▶ YOUR GOAL:
Please set out every line of the listing below as a numbered list, leaving out blank lines and the pictures.

▶ EXTRACTED RECORDS:
********
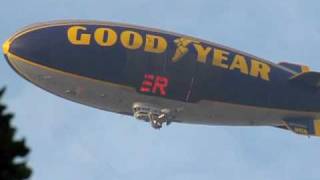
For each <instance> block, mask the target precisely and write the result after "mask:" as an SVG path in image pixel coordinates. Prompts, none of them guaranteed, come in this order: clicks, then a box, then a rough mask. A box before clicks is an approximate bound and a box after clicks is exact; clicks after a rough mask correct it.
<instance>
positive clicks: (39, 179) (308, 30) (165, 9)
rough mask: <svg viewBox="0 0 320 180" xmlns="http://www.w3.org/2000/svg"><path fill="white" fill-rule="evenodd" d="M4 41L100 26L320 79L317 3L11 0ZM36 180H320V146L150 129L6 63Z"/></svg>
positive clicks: (11, 100) (254, 133) (207, 131)
mask: <svg viewBox="0 0 320 180" xmlns="http://www.w3.org/2000/svg"><path fill="white" fill-rule="evenodd" d="M2 1H3V2H1V10H0V32H1V33H0V41H1V42H4V41H5V40H6V38H8V37H9V36H10V35H12V34H13V33H14V32H15V31H16V30H18V29H20V28H21V27H23V26H25V25H29V24H31V23H35V22H41V21H48V20H57V19H94V20H107V21H116V22H125V23H130V24H137V25H144V26H150V27H155V28H160V29H164V30H170V31H174V32H179V33H184V34H187V35H192V36H196V37H199V38H202V39H207V40H209V41H214V42H218V43H221V44H224V45H227V46H231V47H233V48H236V49H240V50H243V51H246V52H249V53H252V54H255V55H257V56H258V57H262V58H266V59H268V60H271V61H274V62H280V61H284V60H287V61H290V62H295V63H301V64H305V65H309V66H310V67H312V69H313V70H315V71H320V53H319V49H320V20H319V18H320V1H318V0H308V1H306V0H300V1H298V0H281V1H279V0H268V1H265V0H251V1H248V0H242V1H239V0H220V1H218V0H196V1H195V0H184V1H182V0H176V1H175V0H161V1H154V0H134V1H133V0H127V1H126V0H117V1H111V0H100V1H98V0H90V1H89V0H88V1H85V0H27V1H21V0H2ZM0 80H1V82H0V86H4V85H6V86H7V87H8V91H7V93H6V94H5V96H6V97H5V99H4V100H5V102H6V103H7V104H8V105H9V108H10V110H11V111H13V112H15V113H16V117H15V121H14V124H15V126H17V127H18V130H19V132H18V135H19V137H26V138H27V144H28V145H29V146H30V147H31V149H32V152H31V154H30V156H29V164H30V165H31V166H32V168H33V170H34V174H33V179H35V180H57V179H59V180H73V179H75V180H93V179H94V180H104V179H105V180H128V179H130V180H131V179H132V180H141V179H154V180H188V179H190V180H194V179H201V180H212V179H219V180H220V179H227V180H238V179H246V180H247V179H249V180H251V179H252V180H270V179H272V180H301V179H304V180H319V177H320V164H319V162H320V138H307V137H303V136H298V135H295V134H293V133H290V132H287V131H283V130H279V129H275V128H271V127H270V128H269V127H260V128H258V127H245V128H244V127H242V128H241V127H217V126H195V125H184V124H172V125H171V126H170V127H168V128H163V129H162V130H160V131H155V130H153V129H151V128H150V125H149V124H147V123H143V122H139V121H137V120H134V119H133V118H130V117H124V116H121V115H118V114H113V113H110V112H104V111H101V110H97V109H93V108H90V107H86V106H83V105H79V104H76V103H73V102H69V101H67V100H64V99H62V98H59V97H56V96H54V95H52V94H49V93H47V92H45V91H44V90H41V89H39V88H37V87H36V86H34V85H32V84H30V83H29V82H27V81H25V80H23V79H22V78H21V77H19V76H18V75H17V74H16V73H15V72H14V71H13V70H12V69H11V68H10V67H9V65H8V64H7V63H6V62H5V60H4V58H3V57H1V58H0Z"/></svg>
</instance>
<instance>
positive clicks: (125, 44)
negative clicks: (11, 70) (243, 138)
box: [3, 21, 320, 136]
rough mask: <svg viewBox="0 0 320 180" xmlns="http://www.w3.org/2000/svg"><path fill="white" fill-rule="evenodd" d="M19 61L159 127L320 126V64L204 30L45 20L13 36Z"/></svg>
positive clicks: (61, 84)
mask: <svg viewBox="0 0 320 180" xmlns="http://www.w3.org/2000/svg"><path fill="white" fill-rule="evenodd" d="M3 52H4V55H5V57H6V59H7V61H8V63H9V64H10V65H11V67H12V68H13V69H14V70H15V71H16V72H17V73H18V74H20V75H21V76H22V77H24V78H25V79H26V80H28V81H30V82H32V83H33V84H35V85H37V86H39V87H40V88H42V89H45V90H47V91H49V92H51V93H53V94H56V95H58V96H60V97H63V98H66V99H69V100H71V101H75V102H78V103H81V104H85V105H88V106H92V107H96V108H99V109H103V110H106V111H111V112H115V113H120V114H125V115H131V116H134V117H135V118H137V119H139V120H143V121H147V122H150V123H151V125H152V127H154V128H156V129H159V128H161V127H162V126H163V124H167V125H168V124H170V123H171V122H183V123H193V124H207V125H239V126H273V127H278V128H282V129H287V130H291V131H293V132H295V133H298V134H303V135H308V136H310V135H315V136H320V91H319V89H320V74H319V73H318V72H312V71H310V70H309V68H308V67H307V66H303V65H297V64H291V63H284V62H283V63H279V64H275V63H272V62H269V61H266V60H263V59H261V58H259V57H256V56H253V55H250V54H247V53H244V52H241V51H238V50H235V49H231V48H228V47H225V46H221V45H218V44H215V43H211V42H208V41H203V40H200V39H197V38H193V37H189V36H185V35H181V34H176V33H171V32H166V31H161V30H157V29H151V28H146V27H139V26H132V25H127V24H119V23H110V22H97V21H59V22H48V23H40V24H35V25H32V26H29V27H26V28H24V29H23V30H21V31H19V32H17V33H16V34H14V35H13V36H12V37H11V38H9V39H8V40H7V41H6V42H5V43H4V44H3Z"/></svg>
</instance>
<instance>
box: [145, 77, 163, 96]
mask: <svg viewBox="0 0 320 180" xmlns="http://www.w3.org/2000/svg"><path fill="white" fill-rule="evenodd" d="M168 84H169V80H168V78H167V77H163V76H155V75H153V74H145V75H144V81H143V82H142V85H141V87H140V91H141V92H143V93H150V92H151V93H152V94H157V93H158V92H159V93H160V95H161V96H166V95H167V89H166V88H167V86H168Z"/></svg>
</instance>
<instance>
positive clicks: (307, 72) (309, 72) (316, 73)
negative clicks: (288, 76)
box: [290, 71, 320, 88]
mask: <svg viewBox="0 0 320 180" xmlns="http://www.w3.org/2000/svg"><path fill="white" fill-rule="evenodd" d="M290 81H292V82H295V83H301V84H304V85H308V86H310V87H315V88H319V87H320V73H319V72H312V71H310V72H305V73H300V74H297V75H295V76H293V77H291V78H290Z"/></svg>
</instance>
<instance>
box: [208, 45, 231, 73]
mask: <svg viewBox="0 0 320 180" xmlns="http://www.w3.org/2000/svg"><path fill="white" fill-rule="evenodd" d="M228 55H229V52H227V51H224V50H221V49H214V52H213V61H212V64H213V65H215V66H219V67H222V68H228V65H227V64H223V61H227V60H228Z"/></svg>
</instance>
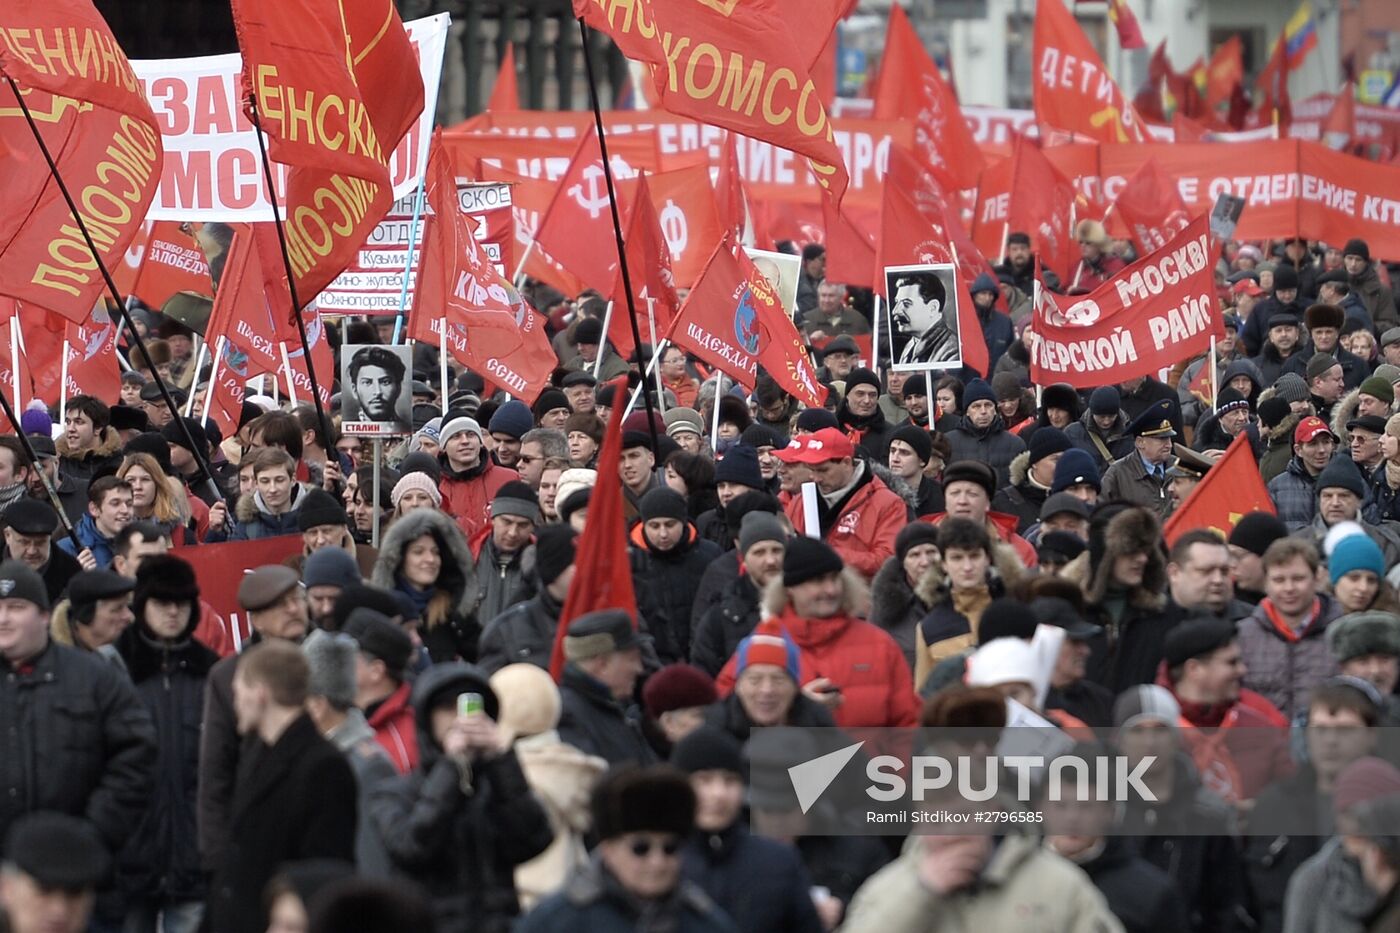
********
▶ ANSWER BELOW:
1. For each <instance> block, mask the target precisely and write the result after "mask:" as an SVG path in image pixel coordinates. Prompts, none of them guaranteed, come in this order: clicks, then a box, then a rough mask. A box before clicks is an approximate bound and a box after clicks is exact; clicks after a rough mask correct it.
2. <instance>
3. positive clicks: (39, 179) (308, 30) (165, 9)
4. rough mask: <svg viewBox="0 0 320 180" xmlns="http://www.w3.org/2000/svg"><path fill="white" fill-rule="evenodd" d="M4 41L100 26L320 79L317 3L11 0ZM36 180H320V146L150 129L6 63Z"/></svg>
5. positive clicks: (11, 100) (254, 133) (207, 131)
6. mask: <svg viewBox="0 0 320 180" xmlns="http://www.w3.org/2000/svg"><path fill="white" fill-rule="evenodd" d="M2 1H3V2H1V10H0V32H1V33H0V41H1V42H4V41H5V40H6V38H8V37H9V36H10V35H12V34H13V33H14V32H15V31H16V30H18V29H20V28H21V27H23V26H25V25H29V24H31V23H35V22H41V21H48V20H57V19H94V20H107V21H116V22H125V23H130V24H137V25H144V26H150V27H155V28H160V29H164V30H170V31H174V32H179V33H184V34H187V35H192V36H196V37H199V38H202V39H207V40H209V41H214V42H218V43H221V44H224V45H227V46H231V47H233V48H236V49H240V50H243V51H246V52H249V53H252V54H255V55H257V56H258V57H262V58H266V59H268V60H271V61H274V62H280V61H284V60H287V61H290V62H295V63H301V64H305V65H309V66H310V67H312V69H313V70H315V71H320V53H319V49H320V20H319V18H320V1H318V0H308V1H306V0H300V1H298V0H281V1H279V0H268V1H265V0H251V1H248V0H242V1H239V0H220V1H218V0H196V1H195V0H184V1H182V0H176V1H175V0H161V1H154V0H134V1H133V0H127V1H126V0H117V1H111V0H100V1H98V0H90V1H89V0H88V1H85V0H27V1H21V0H2ZM0 80H1V82H0V86H4V85H6V86H7V87H8V91H7V93H6V94H5V96H6V97H5V99H4V100H5V102H6V103H7V104H8V105H9V108H10V110H11V111H13V112H15V113H16V117H15V121H14V124H15V126H17V127H18V130H19V132H18V135H19V137H26V138H27V144H28V145H29V146H30V147H31V149H32V152H31V154H30V156H29V164H30V165H31V166H32V168H33V170H34V174H33V179H35V180H57V179H59V180H73V179H75V180H93V179H94V180H104V179H105V180H128V179H130V180H131V179H132V180H141V179H154V180H188V179H190V180H194V179H201V180H212V179H219V180H220V179H227V180H238V179H246V180H247V179H249V180H251V179H252V180H270V179H272V180H301V179H304V180H319V177H320V164H319V162H320V138H307V137H303V136H298V135H295V134H293V133H290V132H287V131H283V130H279V129H275V128H271V127H270V128H269V127H260V128H258V127H245V128H244V127H242V128H241V127H217V126H195V125H184V124H172V125H171V126H170V127H168V128H163V129H162V130H160V131H155V130H153V129H151V128H150V125H149V124H147V123H143V122H139V121H137V120H134V119H133V118H130V117H124V116H121V115H118V114H113V113H110V112H104V111H101V110H97V109H93V108H90V107H86V106H83V105H79V104H76V103H73V102H69V101H67V100H64V99H62V98H59V97H56V96H54V95H52V94H49V93H47V92H45V91H44V90H41V89H39V88H37V87H36V86H34V85H32V84H30V83H29V82H27V81H25V80H23V79H22V78H21V77H19V76H18V75H17V74H16V73H15V72H14V71H13V70H12V69H11V68H10V67H9V65H8V64H7V63H6V62H5V60H4V58H3V57H1V58H0Z"/></svg>
7. </instance>
8. <instance>
9. positive clicks: (125, 44)
10. negative clicks: (11, 70) (243, 138)
11. box: [3, 21, 320, 136]
12. rough mask: <svg viewBox="0 0 320 180" xmlns="http://www.w3.org/2000/svg"><path fill="white" fill-rule="evenodd" d="M19 61L159 127L320 126V64L204 30L45 20L13 36Z"/></svg>
13. positive clicks: (61, 84)
14. mask: <svg viewBox="0 0 320 180" xmlns="http://www.w3.org/2000/svg"><path fill="white" fill-rule="evenodd" d="M3 52H4V55H5V57H6V59H7V61H8V63H9V64H10V65H11V67H12V68H13V69H14V70H15V71H16V72H17V73H18V74H20V75H21V76H22V77H24V78H25V79H26V80H28V81H30V82H32V83H33V84H35V85H37V86H39V87H40V88H42V89H45V90H47V91H49V92H51V93H53V94H56V95H58V96H60V97H63V98H66V99H69V100H71V101H75V102H78V103H81V104H85V105H88V106H92V107H96V108H99V109H103V110H106V111H111V112H115V113H120V114H125V115H131V116H134V117H135V118H137V119H139V120H143V121H147V122H150V123H151V125H152V127H154V128H156V129H159V128H161V127H162V126H163V124H167V125H168V124H170V123H171V122H183V123H193V124H207V125H239V126H273V127H278V128H282V129H287V130H291V131H293V132H295V133H298V134H303V135H308V136H310V135H315V136H320V91H319V89H320V74H319V73H318V72H312V71H310V70H309V68H308V67H307V66H303V65H297V64H291V63H284V62H283V63H279V64H275V63H272V62H269V61H266V60H263V59H261V58H259V57H256V56H253V55H250V54H247V53H244V52H241V51H238V50H235V49H231V48H228V47H225V46H221V45H218V44H215V43H211V42H208V41H203V40H200V39H197V38H193V37H189V36H185V35H181V34H176V33H171V32H166V31H161V30H157V29H151V28H146V27H139V26H132V25H127V24H119V23H110V22H97V21H59V22H48V23H40V24H35V25H32V26H29V27H26V28H24V29H23V30H21V31H19V32H17V33H16V34H14V35H13V36H12V37H11V38H9V39H8V40H7V41H6V42H5V43H4V44H3Z"/></svg>
15. </instance>
16. <instance>
17. box: [145, 77, 163, 96]
18. mask: <svg viewBox="0 0 320 180" xmlns="http://www.w3.org/2000/svg"><path fill="white" fill-rule="evenodd" d="M168 84H169V80H168V78H167V77H163V76H155V75H153V74H145V75H144V81H143V82H142V85H141V87H140V91H141V92H143V93H150V92H151V93H152V94H157V93H158V92H159V93H160V95H161V96H166V95H167V89H166V88H167V86H168Z"/></svg>
19. </instance>
20. <instance>
21. positive clicks: (307, 72) (309, 72) (316, 73)
22. negative clicks: (288, 76)
23. box: [290, 71, 320, 88]
24. mask: <svg viewBox="0 0 320 180" xmlns="http://www.w3.org/2000/svg"><path fill="white" fill-rule="evenodd" d="M290 81H292V82H295V83H301V84H304V85H308V86H310V87H315V88H319V87H320V73H319V72H312V71H310V72H305V73H300V74H297V75H295V76H293V77H291V78H290Z"/></svg>
25. </instance>
26. <instance>
27. box: [208, 45, 231, 73]
28. mask: <svg viewBox="0 0 320 180" xmlns="http://www.w3.org/2000/svg"><path fill="white" fill-rule="evenodd" d="M228 55H229V52H227V51H224V50H221V49H214V52H213V61H212V64H213V65H215V66H219V67H222V68H228V65H227V64H223V61H227V60H228Z"/></svg>
29. </instance>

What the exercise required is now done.